Another real and present danger you might not even think about comes from annual tradition of popping the old Champagne cork. I'm more of a gentle uncorker myself, because I hate to waste good hooch just for the sound of a "pop' and a shower of bubbles. But if you insist on opening your bottles with panache, here's some official advice from the American Academy of Ophthalmology:

Every year, warm bottles of champagne, coupled with bad cork-removal techniques are responsible for causing serious, potentially blinding eye injuries. According to eye medical doctors in the United States, incorrect popping of champagne corks is one of the most common holiday-related eye hazards. For instance, a cork can fly up to 50 miles per hour as it leaves the bottle, generating a force powerful enough to shatter glass. Anything that travels with such force can have a dangerous effect upon impact with the eye. Eye-related cork injuries can lead to acute glaucoma, detached retina and staining of the cornea, all of which can result in decreased vision. Watch video of a champagne cork shattering glass.

In order for everyone to enjoy a fun, safe and injury-free holiday, the American Academy of Ophthalmology is providing tips on how to properly open a bottle of champagne.

Make sure sparkling wine is chilled to at least 45 degrees Fahrenheit before opening. The cork of a warm bottle is more likely to pop unexpectedly.

Don’t shake the bottle. Shaking increases the speed at which the cork leaves the bottle, thereby increasing your chances of severe eye injury.

■ **Source material**:

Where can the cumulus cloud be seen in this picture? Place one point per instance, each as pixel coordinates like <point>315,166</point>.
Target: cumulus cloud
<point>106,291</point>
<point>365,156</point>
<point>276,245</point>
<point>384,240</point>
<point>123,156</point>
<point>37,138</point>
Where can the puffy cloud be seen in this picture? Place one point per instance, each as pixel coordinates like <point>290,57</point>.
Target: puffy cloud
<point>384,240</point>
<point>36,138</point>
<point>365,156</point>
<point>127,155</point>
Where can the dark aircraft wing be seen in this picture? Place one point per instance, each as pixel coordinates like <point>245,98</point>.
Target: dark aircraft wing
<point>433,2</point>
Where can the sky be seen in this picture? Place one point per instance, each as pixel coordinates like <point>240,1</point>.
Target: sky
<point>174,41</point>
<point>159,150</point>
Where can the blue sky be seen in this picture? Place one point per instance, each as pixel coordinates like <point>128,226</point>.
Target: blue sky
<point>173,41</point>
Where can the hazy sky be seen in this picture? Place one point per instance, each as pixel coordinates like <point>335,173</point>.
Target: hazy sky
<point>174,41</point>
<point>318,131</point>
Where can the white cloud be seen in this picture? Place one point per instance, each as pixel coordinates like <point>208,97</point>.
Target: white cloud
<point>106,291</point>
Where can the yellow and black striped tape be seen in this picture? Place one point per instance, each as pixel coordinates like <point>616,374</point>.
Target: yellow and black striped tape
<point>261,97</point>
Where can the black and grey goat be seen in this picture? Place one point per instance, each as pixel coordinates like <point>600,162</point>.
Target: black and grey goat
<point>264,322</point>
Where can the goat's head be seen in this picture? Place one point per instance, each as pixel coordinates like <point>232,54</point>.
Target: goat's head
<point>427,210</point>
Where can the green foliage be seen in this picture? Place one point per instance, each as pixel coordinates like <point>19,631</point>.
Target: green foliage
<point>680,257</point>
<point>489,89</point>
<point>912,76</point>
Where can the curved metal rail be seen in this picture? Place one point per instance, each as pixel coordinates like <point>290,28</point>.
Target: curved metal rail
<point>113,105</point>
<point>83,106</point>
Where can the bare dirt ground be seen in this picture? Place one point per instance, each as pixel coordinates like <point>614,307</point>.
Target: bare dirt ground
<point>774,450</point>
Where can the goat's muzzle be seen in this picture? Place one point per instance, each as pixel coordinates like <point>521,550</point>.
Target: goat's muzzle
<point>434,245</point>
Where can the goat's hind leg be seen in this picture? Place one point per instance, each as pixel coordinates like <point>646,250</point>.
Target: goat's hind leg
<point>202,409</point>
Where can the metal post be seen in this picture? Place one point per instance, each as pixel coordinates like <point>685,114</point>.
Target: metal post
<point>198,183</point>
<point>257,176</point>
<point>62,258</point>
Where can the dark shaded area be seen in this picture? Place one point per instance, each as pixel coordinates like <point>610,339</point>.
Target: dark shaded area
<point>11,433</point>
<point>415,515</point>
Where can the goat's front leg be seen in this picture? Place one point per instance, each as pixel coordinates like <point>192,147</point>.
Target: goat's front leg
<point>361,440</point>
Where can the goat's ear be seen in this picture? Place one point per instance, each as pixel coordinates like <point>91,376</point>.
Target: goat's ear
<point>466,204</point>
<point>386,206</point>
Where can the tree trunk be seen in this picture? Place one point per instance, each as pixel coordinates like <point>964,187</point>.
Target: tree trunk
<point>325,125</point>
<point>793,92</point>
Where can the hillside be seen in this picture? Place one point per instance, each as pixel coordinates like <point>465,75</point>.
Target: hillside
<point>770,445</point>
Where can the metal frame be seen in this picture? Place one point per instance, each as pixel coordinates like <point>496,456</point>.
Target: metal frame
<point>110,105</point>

■ **Task to complete**: Reproduce word for word the stretch of the champagne cork text from "In order for" through "to pop unexpectedly.". The entries have nothing to do with the champagne cork text.

■ **Output below**:
In order for everyone to enjoy a fun, safe and injury-free holiday, the American Academy of Ophthalmology is providing tips on how to properly open a bottle of champagne.

Make sure sparkling wine is chilled to at least 45 degrees Fahrenheit before opening. The cork of a warm bottle is more likely to pop unexpectedly.